### Activity
An exact transcript of all the records is required, with nothing left out.

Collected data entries
- - - - -

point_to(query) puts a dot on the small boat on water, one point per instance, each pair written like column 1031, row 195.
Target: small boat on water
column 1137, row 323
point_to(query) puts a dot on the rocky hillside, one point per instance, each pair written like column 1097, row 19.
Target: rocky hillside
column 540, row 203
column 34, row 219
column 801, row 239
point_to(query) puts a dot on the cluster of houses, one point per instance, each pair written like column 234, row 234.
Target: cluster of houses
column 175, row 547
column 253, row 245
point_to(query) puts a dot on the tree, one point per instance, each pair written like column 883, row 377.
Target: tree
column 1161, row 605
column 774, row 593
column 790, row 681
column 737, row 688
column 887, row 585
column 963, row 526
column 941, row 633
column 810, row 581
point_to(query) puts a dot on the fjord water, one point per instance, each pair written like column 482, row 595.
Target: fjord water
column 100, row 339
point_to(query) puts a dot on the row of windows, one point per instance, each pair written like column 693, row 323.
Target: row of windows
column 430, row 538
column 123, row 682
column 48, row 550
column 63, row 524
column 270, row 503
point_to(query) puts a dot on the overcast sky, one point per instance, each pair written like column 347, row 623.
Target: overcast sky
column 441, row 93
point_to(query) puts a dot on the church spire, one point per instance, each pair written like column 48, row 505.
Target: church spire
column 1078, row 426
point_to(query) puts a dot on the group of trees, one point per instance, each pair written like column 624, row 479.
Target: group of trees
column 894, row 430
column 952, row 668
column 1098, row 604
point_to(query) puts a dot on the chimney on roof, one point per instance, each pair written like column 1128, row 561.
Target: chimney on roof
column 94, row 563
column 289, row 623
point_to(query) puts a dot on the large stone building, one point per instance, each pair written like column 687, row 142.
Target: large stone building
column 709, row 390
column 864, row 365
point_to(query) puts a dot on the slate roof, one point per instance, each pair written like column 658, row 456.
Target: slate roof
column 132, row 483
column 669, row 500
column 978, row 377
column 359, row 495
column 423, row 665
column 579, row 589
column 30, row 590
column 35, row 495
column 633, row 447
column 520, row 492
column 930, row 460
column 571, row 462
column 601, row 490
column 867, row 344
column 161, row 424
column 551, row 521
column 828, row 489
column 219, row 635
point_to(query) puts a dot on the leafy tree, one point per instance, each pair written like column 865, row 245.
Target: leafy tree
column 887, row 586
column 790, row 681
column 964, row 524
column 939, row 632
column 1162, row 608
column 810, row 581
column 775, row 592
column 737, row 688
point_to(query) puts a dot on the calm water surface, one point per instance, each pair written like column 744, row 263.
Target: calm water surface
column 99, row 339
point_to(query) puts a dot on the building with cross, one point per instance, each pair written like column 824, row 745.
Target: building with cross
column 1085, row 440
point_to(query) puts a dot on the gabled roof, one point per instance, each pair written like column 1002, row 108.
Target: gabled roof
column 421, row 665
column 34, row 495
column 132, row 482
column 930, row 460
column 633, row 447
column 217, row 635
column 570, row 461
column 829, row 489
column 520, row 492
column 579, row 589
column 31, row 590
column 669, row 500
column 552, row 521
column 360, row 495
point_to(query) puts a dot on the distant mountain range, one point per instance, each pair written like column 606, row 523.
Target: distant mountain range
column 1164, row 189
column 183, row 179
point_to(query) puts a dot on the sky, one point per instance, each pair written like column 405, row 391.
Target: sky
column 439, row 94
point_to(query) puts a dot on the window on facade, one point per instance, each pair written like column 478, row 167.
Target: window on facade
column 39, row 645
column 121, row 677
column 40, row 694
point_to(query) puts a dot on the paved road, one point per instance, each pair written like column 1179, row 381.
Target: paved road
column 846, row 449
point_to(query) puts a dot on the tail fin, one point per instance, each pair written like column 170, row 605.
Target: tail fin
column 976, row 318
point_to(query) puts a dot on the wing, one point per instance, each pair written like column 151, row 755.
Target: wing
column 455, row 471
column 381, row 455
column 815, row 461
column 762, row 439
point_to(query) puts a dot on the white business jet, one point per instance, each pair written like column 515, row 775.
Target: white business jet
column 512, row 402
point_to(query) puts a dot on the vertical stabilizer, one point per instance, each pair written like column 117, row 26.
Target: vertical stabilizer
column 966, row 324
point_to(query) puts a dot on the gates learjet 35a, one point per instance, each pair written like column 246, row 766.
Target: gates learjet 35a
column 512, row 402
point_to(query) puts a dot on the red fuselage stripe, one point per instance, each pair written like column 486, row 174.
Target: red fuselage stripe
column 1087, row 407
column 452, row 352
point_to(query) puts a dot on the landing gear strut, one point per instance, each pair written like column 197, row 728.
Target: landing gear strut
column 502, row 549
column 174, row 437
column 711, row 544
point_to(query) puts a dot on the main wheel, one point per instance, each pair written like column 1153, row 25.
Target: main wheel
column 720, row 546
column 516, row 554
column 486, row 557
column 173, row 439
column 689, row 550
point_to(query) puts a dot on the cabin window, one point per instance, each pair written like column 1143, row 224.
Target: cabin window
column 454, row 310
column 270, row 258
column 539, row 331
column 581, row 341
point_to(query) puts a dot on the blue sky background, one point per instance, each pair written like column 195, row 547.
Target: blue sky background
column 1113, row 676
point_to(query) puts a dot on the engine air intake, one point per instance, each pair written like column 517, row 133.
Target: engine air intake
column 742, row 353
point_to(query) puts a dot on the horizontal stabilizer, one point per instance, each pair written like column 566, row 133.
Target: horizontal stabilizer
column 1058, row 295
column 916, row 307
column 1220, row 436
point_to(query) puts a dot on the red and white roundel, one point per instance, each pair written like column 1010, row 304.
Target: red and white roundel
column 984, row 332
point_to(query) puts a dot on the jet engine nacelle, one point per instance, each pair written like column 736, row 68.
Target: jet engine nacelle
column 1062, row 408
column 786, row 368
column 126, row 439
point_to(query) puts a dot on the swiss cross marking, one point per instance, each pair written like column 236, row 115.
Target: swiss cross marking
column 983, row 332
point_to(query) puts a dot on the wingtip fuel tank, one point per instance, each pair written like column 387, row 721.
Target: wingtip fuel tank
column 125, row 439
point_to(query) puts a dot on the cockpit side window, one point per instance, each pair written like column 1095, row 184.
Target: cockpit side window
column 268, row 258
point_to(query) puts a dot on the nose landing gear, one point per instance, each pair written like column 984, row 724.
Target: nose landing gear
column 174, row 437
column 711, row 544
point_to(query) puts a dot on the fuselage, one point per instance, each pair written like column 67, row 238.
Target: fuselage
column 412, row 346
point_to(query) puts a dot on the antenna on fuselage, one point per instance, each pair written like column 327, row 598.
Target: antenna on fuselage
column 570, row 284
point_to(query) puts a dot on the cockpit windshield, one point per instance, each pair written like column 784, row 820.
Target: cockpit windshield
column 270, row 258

- - - - -

### Result of the task
point_to(query) puts a dot on the small boat on water, one point per instance, each pair written like column 1031, row 195.
Target: small boat on water
column 1137, row 323
point_to(query) puts a dot on the rocky hillside, one point per instance, each pair written like column 1097, row 19.
Target: rocky hillside
column 540, row 203
column 34, row 219
column 801, row 239
point_to(query) puts a dot on the cluster of houses, one point per instance, each pair written like column 234, row 234.
Target: cluster of houses
column 175, row 547
column 253, row 245
point_to(query) puts a dot on the tree, one point per instance, each pair written like column 883, row 377.
Target: tree
column 1161, row 605
column 774, row 593
column 790, row 681
column 737, row 688
column 887, row 585
column 963, row 526
column 941, row 633
column 810, row 581
point_to(query) puts a dot on the fjord water, one point per instance, each pair written like column 482, row 595.
Target: fjord water
column 100, row 339
point_to(query) puts a dot on the row of windows, one point per instance, each pair written like column 693, row 323.
Target: row of windows
column 430, row 538
column 123, row 682
column 48, row 550
column 63, row 524
column 270, row 503
point_to(query) puts a dot on the overcast sky, one point per instance, each pair written like column 347, row 623.
Target: overcast sky
column 441, row 93
point_to(query) puts a dot on the church spire, one point per instance, each pair written like column 48, row 505.
Target: church spire
column 1078, row 426
point_to(query) puts a dot on the group of trees, one point per instance, each pair written like column 624, row 479.
Target: group of trees
column 894, row 430
column 952, row 668
column 1098, row 604
point_to(query) puts a dot on the chimney on roof, one point per instance, each pair written like column 1128, row 561.
Target: chimney on roof
column 94, row 563
column 289, row 623
point_to(query) puts a dot on the large stone building, one point per instance, each pair written like column 687, row 142.
Target: large stone building
column 709, row 390
column 864, row 365
point_to(query) puts a dot on the slate roof, one point per instance, each pair written like column 658, row 456.
Target: slate roof
column 132, row 483
column 669, row 500
column 978, row 377
column 359, row 495
column 423, row 665
column 579, row 589
column 30, row 590
column 35, row 495
column 633, row 447
column 520, row 492
column 930, row 460
column 571, row 462
column 601, row 490
column 867, row 344
column 161, row 424
column 551, row 521
column 828, row 489
column 219, row 635
point_to(query) puts a dot on the leafy tree, one point per instance, each pair written like column 865, row 245.
Target: leafy tree
column 887, row 586
column 790, row 681
column 964, row 524
column 939, row 632
column 1162, row 608
column 810, row 581
column 775, row 592
column 737, row 688
point_to(query) puts a dot on the calm water surface, one point per instance, each pair written like column 744, row 263.
Target: calm water surface
column 99, row 339
point_to(query) puts a dot on the building with cross, one point per instance, each pair written like column 824, row 745.
Target: building with cross
column 1085, row 440
point_to(query) puts a dot on the gabled roof, one point per instance, each pair written like column 1002, row 108.
Target: gabled roof
column 421, row 665
column 34, row 495
column 132, row 482
column 930, row 460
column 633, row 447
column 217, row 635
column 570, row 461
column 829, row 489
column 520, row 492
column 579, row 589
column 31, row 590
column 669, row 500
column 552, row 521
column 360, row 495
point_to(query) puts a dot on the distant mountain range, one point per instance, each pair written like column 606, row 523.
Target: distant mountain range
column 1164, row 189
column 183, row 179
point_to(query) puts a dot on the sky, one point per instance, each pair written like column 405, row 391.
Target: sky
column 439, row 94
point_to(query) puts a dot on the window on facade, one point per instance, each pair written like column 478, row 167.
Target: window on facade
column 39, row 645
column 121, row 677
column 40, row 694
point_to(query) puts a dot on the paved road, one point per instance, each pair written like column 1179, row 381.
Target: paved road
column 846, row 449
point_to(query) puts a dot on the tail fin, one point per instance, each pair written like column 170, row 605.
Target: tail fin
column 976, row 318
point_to(query) puts a dot on the wing, one point per instance, each pair written like column 151, row 755.
Target: wing
column 455, row 471
column 381, row 455
column 815, row 461
column 762, row 439
point_to(query) puts a dot on the white business jet, one point per instance, each pair written like column 515, row 775.
Target: white business jet
column 512, row 402
point_to(query) puts a dot on the vertical stabilizer, one point per instance, each pair written like column 117, row 26.
Target: vertical stabilizer
column 966, row 324
point_to(query) puts a dot on the gates learjet 35a, one point per instance, each pair written like column 246, row 766.
Target: gates learjet 35a
column 512, row 402
point_to(query) puts a dot on the red fuselage stripe, one point per instance, each pair written like column 486, row 174.
Target: red fuselage stripe
column 1087, row 407
column 452, row 352
point_to(query) puts a dot on the landing gear strut, one point per instance, each pair written like column 197, row 728.
Target: landing gear strut
column 502, row 549
column 174, row 437
column 711, row 544
point_to(query) puts a dot on the main wheel, one point per instance, each pair written like column 1153, row 25.
Target: main wheel
column 720, row 546
column 516, row 554
column 486, row 557
column 173, row 439
column 689, row 550
point_to(query) puts a dot on the cabin window, one point per instance, each pair written like column 1143, row 224.
Target: cabin window
column 454, row 310
column 270, row 258
column 539, row 331
column 581, row 341
point_to(query) puts a dot on the blue sky background, one point per instance, each pair written like column 195, row 547.
Target: blue sky background
column 1113, row 676
point_to(query) puts a dot on the engine air intake, one point per instance, each pair written like column 517, row 133.
Target: engine air intake
column 742, row 353
point_to(query) puts a dot on the horizontal stabilizer, one point per instance, each pair written like column 566, row 133.
Target: horizontal stabilizer
column 1058, row 295
column 916, row 307
column 1220, row 436
point_to(query) puts a dot on the red and white roundel, one point per instance, each pair written like column 1010, row 304.
Target: red and white roundel
column 984, row 332
point_to(query) puts a dot on the jet engine nacelle, one point per instance, each pair written like column 736, row 68.
Target: jet engine nacelle
column 1062, row 408
column 786, row 368
column 126, row 439
point_to(query) puts a dot on the swiss cross marking, one point per instance, each pair written like column 236, row 115.
Target: swiss cross marking
column 983, row 332
point_to(query) puts a dot on the wingtip fuel tank, one point per instance, each pair written like column 387, row 721.
Target: wingtip fuel tank
column 125, row 439
point_to(query) puts a dot on the cockpit side window, one point per instance, each pair written like column 1095, row 184.
Target: cockpit side window
column 268, row 258
point_to(query) puts a dot on the nose landing gear, one point per instance, each pair written like column 984, row 724.
Target: nose landing gear
column 174, row 437
column 711, row 544
point_to(query) puts a dot on the fuselage, one point per instance, each pair written like column 67, row 238.
Target: fuselage
column 412, row 346
point_to(query) puts a dot on the antenna on fuselage, one point per instance, each pair written like column 327, row 598.
Target: antenna on fuselage
column 570, row 284
point_to(query) puts a dot on the cockpit windshield, one point per instance, each pair written like column 784, row 820.
Target: cockpit windshield
column 270, row 258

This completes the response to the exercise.